** begin EXERCISE DATA **

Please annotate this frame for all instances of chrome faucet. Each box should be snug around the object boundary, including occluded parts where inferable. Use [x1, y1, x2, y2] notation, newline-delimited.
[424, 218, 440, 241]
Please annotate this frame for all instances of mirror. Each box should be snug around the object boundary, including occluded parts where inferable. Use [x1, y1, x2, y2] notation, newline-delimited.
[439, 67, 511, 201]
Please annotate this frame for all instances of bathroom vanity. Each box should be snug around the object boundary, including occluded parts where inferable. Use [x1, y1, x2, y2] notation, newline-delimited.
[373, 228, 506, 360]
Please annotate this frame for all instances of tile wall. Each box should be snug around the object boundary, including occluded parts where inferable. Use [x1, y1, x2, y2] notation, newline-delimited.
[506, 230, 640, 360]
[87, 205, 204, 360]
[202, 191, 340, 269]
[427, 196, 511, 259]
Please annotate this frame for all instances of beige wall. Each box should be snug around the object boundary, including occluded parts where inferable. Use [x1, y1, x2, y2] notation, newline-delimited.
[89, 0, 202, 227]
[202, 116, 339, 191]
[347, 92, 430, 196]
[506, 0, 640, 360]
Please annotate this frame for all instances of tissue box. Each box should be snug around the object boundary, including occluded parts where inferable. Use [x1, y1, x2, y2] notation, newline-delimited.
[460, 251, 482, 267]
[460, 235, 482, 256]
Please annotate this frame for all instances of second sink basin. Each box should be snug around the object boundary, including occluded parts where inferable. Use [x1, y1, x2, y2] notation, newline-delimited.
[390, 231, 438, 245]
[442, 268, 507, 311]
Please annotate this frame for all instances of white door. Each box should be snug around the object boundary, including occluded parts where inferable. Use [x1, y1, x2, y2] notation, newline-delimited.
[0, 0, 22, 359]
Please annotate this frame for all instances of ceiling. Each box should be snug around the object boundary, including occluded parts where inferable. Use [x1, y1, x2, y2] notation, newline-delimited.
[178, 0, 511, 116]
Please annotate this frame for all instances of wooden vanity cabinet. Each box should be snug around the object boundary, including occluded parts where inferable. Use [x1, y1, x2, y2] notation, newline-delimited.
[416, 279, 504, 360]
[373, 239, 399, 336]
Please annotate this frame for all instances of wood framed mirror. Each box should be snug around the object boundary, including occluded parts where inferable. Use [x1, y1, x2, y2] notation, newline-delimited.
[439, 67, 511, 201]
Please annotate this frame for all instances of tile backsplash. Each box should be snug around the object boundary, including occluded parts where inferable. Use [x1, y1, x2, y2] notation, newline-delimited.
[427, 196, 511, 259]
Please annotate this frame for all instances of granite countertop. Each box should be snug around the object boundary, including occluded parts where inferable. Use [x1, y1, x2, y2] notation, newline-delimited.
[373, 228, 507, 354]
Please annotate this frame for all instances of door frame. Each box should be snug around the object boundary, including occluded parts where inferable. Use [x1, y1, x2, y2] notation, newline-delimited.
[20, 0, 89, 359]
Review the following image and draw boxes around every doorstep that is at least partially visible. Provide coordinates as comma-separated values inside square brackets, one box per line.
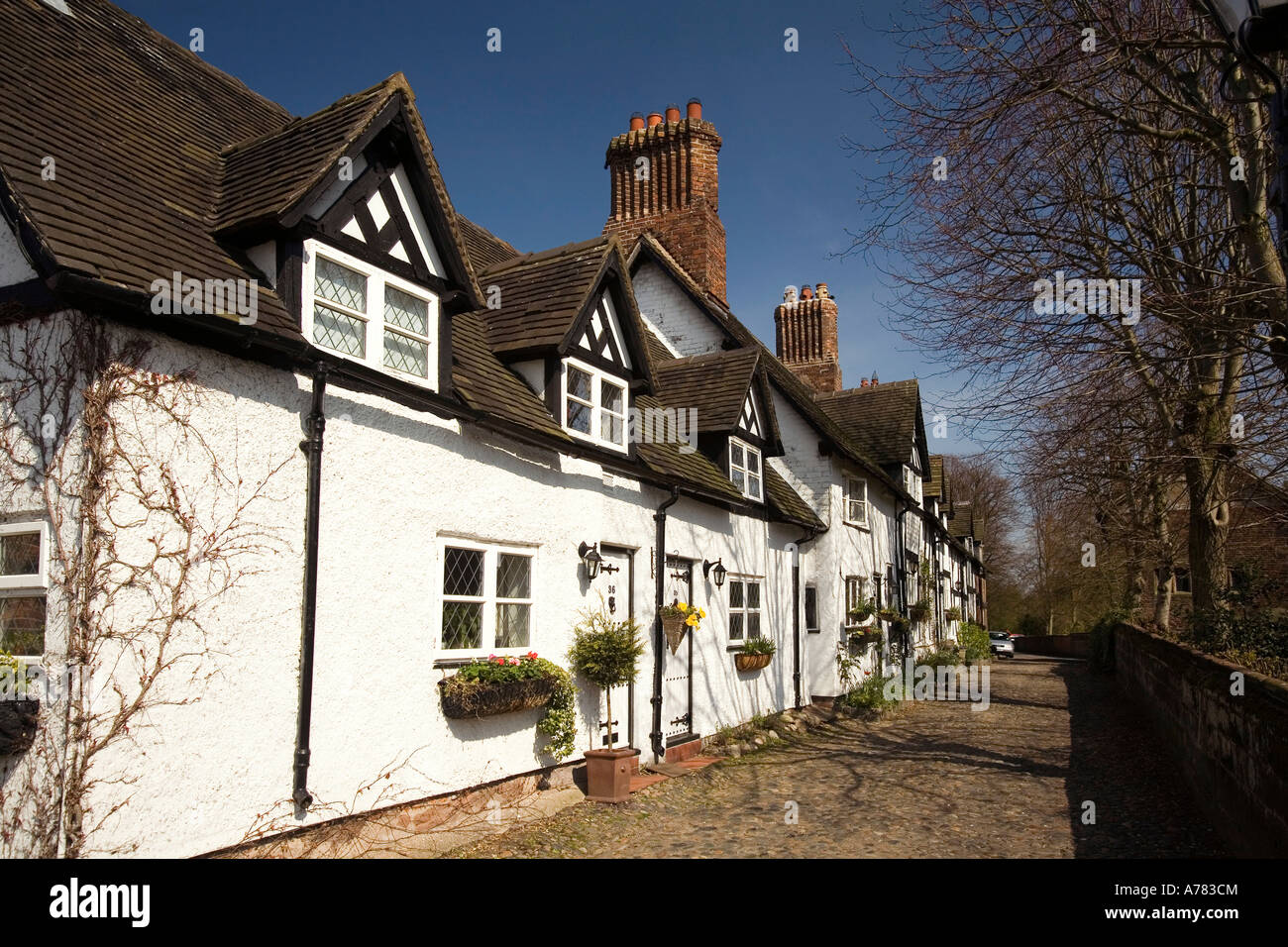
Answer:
[664, 737, 702, 763]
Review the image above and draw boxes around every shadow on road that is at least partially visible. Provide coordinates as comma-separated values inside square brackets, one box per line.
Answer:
[1050, 661, 1227, 858]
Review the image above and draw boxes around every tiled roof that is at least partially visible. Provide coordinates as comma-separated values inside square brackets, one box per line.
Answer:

** end EXERCISE DATA **

STATED TASK ▸
Write out the stretch of the records that begins with the line containing "Please annotate this frame for all instances of mirror." and ends with the line containing "[460, 235, 482, 256]", both lines included, as a JSON list of strings with one string per line. Leave out any blank lines.

EXPECTED ANSWER ▸
[
  "Please annotate this frame for all instances of mirror. Each box should be snug around the object boundary, including occluded parts where inferable. Use [x1, y1, x2, y2] notation, newline-delimited.",
  "[439, 67, 511, 201]",
  "Please annotate this frame for all instances of bathroom vanity. Each box should be snug around the object boundary, including occluded parts where inferable. Use [x1, y1, x2, y2] notation, newline-delimited.",
  "[373, 228, 506, 360]",
  "Please annotate this frame for all instances of tile wall. Each box should be snug around the object boundary, including occluded parts where inferable. Use [x1, y1, x2, y2] notation, newline-delimited.",
  "[506, 230, 640, 360]",
  "[87, 205, 204, 360]",
  "[202, 191, 340, 269]",
  "[427, 196, 511, 259]",
  "Please annotate this frame for all instances of beige wall. Each box should be snug around the object boundary, including occluded parts where inferable. Use [x1, y1, x2, y2] notation, newline-delimited.",
  "[89, 0, 202, 227]",
  "[202, 116, 339, 191]",
  "[347, 92, 430, 196]",
  "[506, 0, 640, 360]",
  "Please annotate this frame for all instances of tissue box. Each box should be snug around the object boundary, including occluded parts where inferable. Use [x1, y1, x2, y2] notation, newline-delimited.",
  "[460, 251, 482, 267]",
  "[460, 235, 482, 256]"
]